• [Passage given]

I'm so thankful that God found me and rescued me to the Gospel for it exposed me to Christ's sufficiency and caused me to stop leaning on my own strength. I had been a Roman Catholic in my childhood and then an Evangelical for years but never found peace. I tried to battle, I tried to wage war against the flesh and the world but I failed repeatedly in my strength and was beaten back. Who was going to deliver me from this body of death?! 

But I know now that, ultimately, I'm fighting against a foe that has lost its mastery of me. I know that Christ's strength will renew me. I hear the Gospel remind me that Christ did not die for me because I was worthy. I see the Sacraments speaking God's promise of salvation and means of spiritual nourishment. I look back on my own baptism when I cannot believe that God would save me and remember that seemingly insane promise (according to the world) that God would save me simply by trusting in and believing in His Son.

And so I sin and I sin mightily and I want to retreat from God and re-double my efforts and promise Him, on my own strength, that I'm going to try harder. Maybe then, I reason in my denial of the Gospel, will God accept me.

But then He finds me with His Gospel yet again and says to me: "Do you believe?" and I cry out "Lord I believe, help thou my unbelief!" And in the simple trust of a son who loves and is grateful to His Father, I discover again the desire to please Him and the fountain of strength toward that end.

And so I find myself continuing in the fight, striving against sin, with fear and trembling, trusting that God is at work in me to will and do His good pleasure.


----------



## turmeric (Nov 14, 2006)

I really enjoyed that post, Rich!


----------



## ADKing (Nov 14, 2006)

• [Work to complete]
Continue the forum thread about struggling against sin and trusting the Gospel from the point where it stops.

[A series of records]
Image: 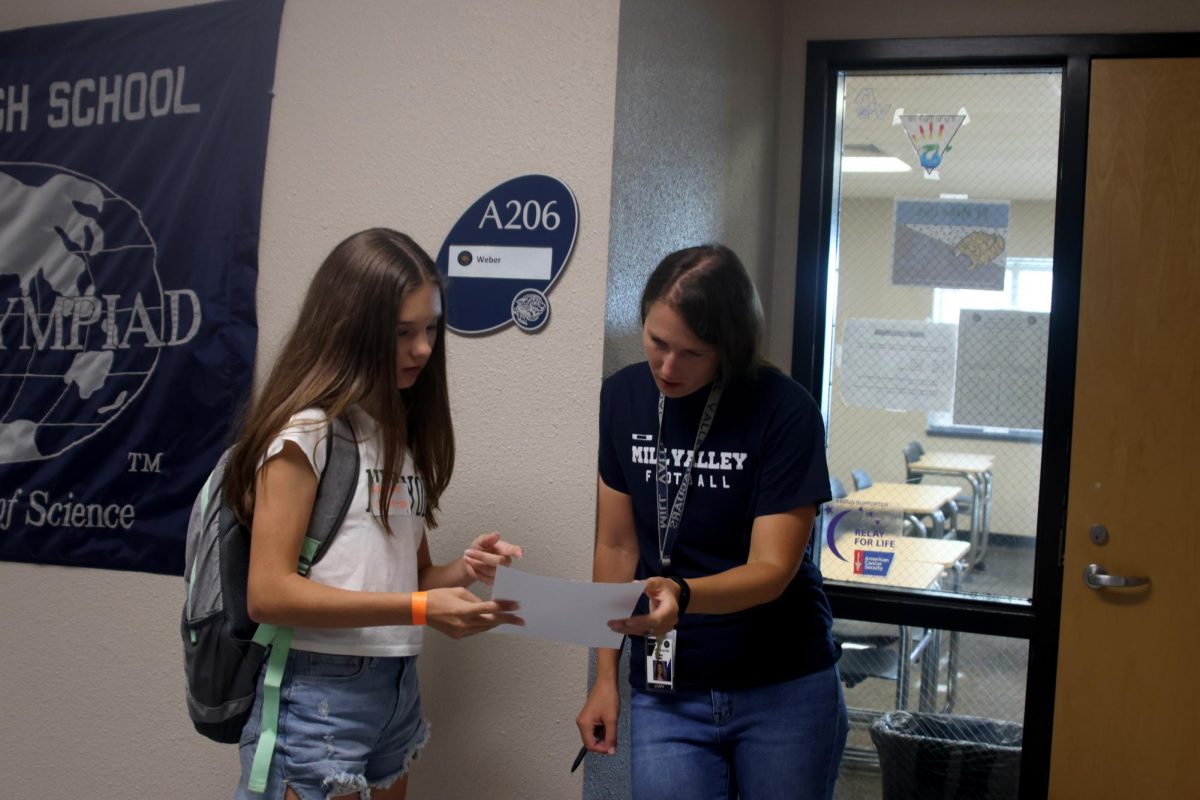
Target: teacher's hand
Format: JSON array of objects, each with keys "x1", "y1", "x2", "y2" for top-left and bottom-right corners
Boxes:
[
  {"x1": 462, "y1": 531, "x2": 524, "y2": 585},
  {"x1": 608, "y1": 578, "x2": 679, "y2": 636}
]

---

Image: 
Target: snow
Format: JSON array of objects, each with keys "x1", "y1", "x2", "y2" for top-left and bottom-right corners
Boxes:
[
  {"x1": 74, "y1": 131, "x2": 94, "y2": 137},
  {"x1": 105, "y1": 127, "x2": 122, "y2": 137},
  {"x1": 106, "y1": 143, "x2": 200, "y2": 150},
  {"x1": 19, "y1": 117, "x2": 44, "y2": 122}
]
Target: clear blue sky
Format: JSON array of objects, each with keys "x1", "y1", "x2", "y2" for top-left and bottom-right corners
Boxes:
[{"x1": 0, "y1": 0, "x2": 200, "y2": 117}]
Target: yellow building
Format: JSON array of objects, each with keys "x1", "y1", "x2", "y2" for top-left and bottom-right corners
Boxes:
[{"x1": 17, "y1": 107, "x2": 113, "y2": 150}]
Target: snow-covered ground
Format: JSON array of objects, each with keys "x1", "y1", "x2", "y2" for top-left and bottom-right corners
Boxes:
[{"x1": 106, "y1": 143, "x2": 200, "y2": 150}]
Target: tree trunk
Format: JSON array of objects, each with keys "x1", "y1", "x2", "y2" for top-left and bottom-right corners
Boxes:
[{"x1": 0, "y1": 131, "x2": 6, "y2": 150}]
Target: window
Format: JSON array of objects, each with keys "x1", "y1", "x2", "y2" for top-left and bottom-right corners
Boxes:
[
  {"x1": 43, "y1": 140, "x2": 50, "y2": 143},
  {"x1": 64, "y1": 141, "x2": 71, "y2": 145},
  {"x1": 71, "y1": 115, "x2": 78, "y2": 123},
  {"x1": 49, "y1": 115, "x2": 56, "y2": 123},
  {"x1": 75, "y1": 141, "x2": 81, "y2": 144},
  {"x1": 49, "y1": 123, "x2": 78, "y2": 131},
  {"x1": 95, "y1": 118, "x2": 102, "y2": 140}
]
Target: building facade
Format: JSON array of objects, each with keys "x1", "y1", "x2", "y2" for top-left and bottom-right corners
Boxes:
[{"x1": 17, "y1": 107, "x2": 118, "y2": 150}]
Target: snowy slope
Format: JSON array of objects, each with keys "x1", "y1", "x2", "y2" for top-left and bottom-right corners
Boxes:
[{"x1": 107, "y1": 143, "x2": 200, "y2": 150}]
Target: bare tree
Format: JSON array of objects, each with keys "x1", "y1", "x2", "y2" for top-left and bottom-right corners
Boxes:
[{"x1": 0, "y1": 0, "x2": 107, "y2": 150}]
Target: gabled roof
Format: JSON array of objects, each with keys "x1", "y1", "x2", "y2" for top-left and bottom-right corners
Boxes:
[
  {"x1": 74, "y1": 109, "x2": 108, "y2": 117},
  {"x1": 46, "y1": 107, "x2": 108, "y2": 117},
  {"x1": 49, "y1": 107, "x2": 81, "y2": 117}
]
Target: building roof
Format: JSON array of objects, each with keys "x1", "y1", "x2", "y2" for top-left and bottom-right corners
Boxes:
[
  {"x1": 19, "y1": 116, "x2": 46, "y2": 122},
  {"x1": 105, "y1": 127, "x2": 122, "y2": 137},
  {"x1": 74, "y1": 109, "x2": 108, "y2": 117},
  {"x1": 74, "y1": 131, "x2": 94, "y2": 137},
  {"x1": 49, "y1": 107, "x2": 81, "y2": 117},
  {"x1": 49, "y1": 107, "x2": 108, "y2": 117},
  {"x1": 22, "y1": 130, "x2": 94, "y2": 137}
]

• [Reply to the task]
Another book I found very helpful was Thomas Hooker's _Poor Doubting Christian Drawn to Christ_


----------



## Ivan (Nov 14, 2006)

Contra_Mundum said:


> Stay in the fight.



Awesome post, Bruce. Praise God!


----------



## Peter (Nov 14, 2006)

Scott Shahan said:


> what are some evidences of assurance? I have talked to my pastor, I speak to him on a daily basis. Are good works evidences of assurance?
> 
> Scott



Mr. Shahan, I would highly recommend the book "The Christian's Great Interest" by William Guthrie.

Persistently having trouble with forgiveness is an impediment to full assurance of salvation, as your experience shows, and does suggest an unconverted state, however, good works are only a secondary evidence of a saving interest in Christ and besides, as Civbert said, the very fact you have a concern for this and recognize a problem speaks very favorably for you.

Guthrie suggests 3 main evidences for salvation. The first is a work of humiliation. Do you see that you are lost in sin? When you see the Commandment does sin revive in you and kill you? Have you lost all confidence in the flesh? Do you see even your good works and holy things as unclean?

The second is faith. Are you dead to the covenant of works? Do you see Jesus Christ as the only possible way to salvation? Are you satisfied with God's plan of salvation, do you choose it as your portion? Is Jesus a priceless treasure to you?

The third is a renewed state. Is the whole man renewed to some extent for the service of God? This includes our affections. Yet even if it seems we miserably fail here for our comfort scripture records instances of men who possessed a renewed state yet suffered under the prevailing power of sin. Cf. Paul Romans 7:14ff and David Psa 65:5, "Iniquities against me do prevail but as for our transgressions thou shalt surely purge them away." What God requires is a cordial resolution to abandon sin and cleave closely to Jesus Christ for strength, he is the vine we are the branches John 15.


----------



## Peter (Nov 14, 2006)

Contra_Mundum said:


> Some of the greatest assurance comes from knowing that you are in the fight...



Thanks. Your post was a great assurance!

My pastor says that the Christian life is like a staircase.
.........__
......__|
...__|
__|
|

The pattern is upward even though there are plateaus (and declines!)

The very fact that the flesh lusts against the spirit is an evidence of saving faith!



SemperFideles said:


> This is a very simplistic statement that needs a lot of reflection behind it but the bottom line is that if we never struggled and were never weak then what need would there be of faith in Christ's work?...



Thanks for that post. A great reminder that Christ's strength is perfected in our weakness.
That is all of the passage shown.